··· Task input ···

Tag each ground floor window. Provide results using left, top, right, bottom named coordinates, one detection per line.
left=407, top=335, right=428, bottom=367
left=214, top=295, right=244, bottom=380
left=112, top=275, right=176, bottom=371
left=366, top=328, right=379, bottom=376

···
··· Task input ···

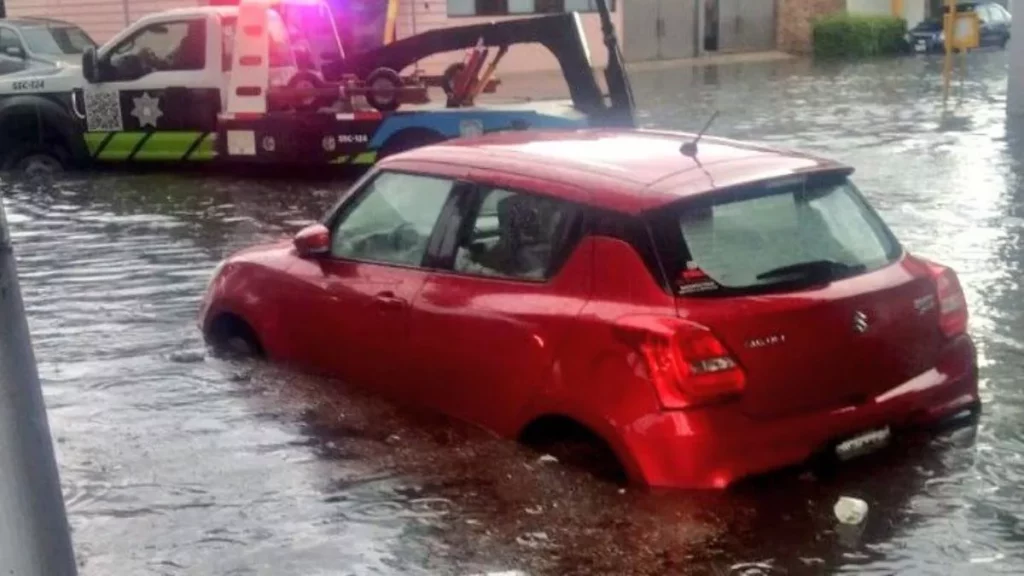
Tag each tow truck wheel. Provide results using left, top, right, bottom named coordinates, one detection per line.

···
··· Task input ···

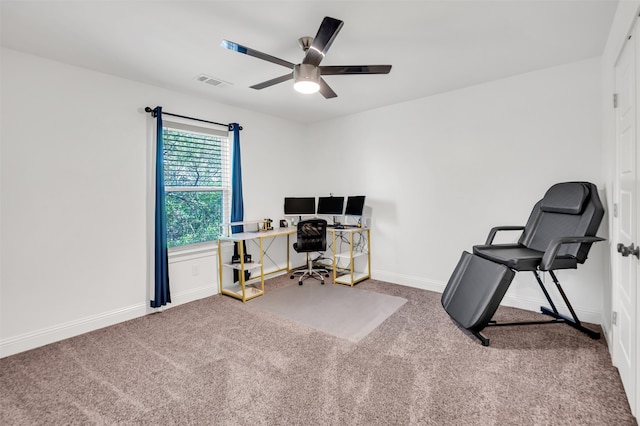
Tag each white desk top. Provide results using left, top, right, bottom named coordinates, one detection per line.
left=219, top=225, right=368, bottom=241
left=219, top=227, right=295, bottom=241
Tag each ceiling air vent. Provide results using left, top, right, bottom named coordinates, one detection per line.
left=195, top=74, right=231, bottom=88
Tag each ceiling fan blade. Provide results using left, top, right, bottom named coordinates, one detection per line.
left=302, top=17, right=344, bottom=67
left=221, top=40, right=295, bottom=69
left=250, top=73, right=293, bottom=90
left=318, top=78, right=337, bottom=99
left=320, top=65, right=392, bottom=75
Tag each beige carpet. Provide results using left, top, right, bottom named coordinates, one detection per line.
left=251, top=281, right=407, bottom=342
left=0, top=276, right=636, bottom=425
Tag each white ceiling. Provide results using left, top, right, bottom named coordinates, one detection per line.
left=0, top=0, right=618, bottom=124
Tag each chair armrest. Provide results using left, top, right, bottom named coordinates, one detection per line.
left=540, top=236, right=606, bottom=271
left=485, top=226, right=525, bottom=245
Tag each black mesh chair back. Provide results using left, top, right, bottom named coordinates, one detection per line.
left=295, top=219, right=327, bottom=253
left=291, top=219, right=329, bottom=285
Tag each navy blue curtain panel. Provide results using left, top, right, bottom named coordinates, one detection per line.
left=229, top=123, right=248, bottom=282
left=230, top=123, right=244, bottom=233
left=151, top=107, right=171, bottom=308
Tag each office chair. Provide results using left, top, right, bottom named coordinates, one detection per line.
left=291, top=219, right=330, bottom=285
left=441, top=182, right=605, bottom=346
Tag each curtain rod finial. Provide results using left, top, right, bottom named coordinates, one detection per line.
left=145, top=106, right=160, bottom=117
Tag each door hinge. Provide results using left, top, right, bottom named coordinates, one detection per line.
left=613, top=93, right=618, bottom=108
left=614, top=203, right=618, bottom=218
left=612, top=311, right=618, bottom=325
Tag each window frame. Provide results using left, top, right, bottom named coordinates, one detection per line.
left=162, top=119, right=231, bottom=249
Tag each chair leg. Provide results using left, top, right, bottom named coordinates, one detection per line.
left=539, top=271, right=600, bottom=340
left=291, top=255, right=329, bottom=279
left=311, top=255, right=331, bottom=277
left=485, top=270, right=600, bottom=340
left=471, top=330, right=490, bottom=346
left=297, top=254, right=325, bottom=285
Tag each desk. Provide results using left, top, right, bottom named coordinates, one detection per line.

···

◆ **Task brief**: Print exactly the lines above, between the one holding "Tag each chair leg." and the one holding "Tag each desk.", inclusive, and nothing besides.

◆ **Solution for this exercise**:
Tag each chair leg. Provide results using left, top, right, bottom named coordinates, one detection per line.
left=539, top=271, right=600, bottom=340
left=291, top=255, right=329, bottom=279
left=311, top=255, right=331, bottom=277
left=485, top=270, right=600, bottom=340
left=471, top=330, right=490, bottom=346
left=297, top=254, right=325, bottom=285
Tag each desk. Provide results using left, top, right, bottom named coordinates, one detection per line.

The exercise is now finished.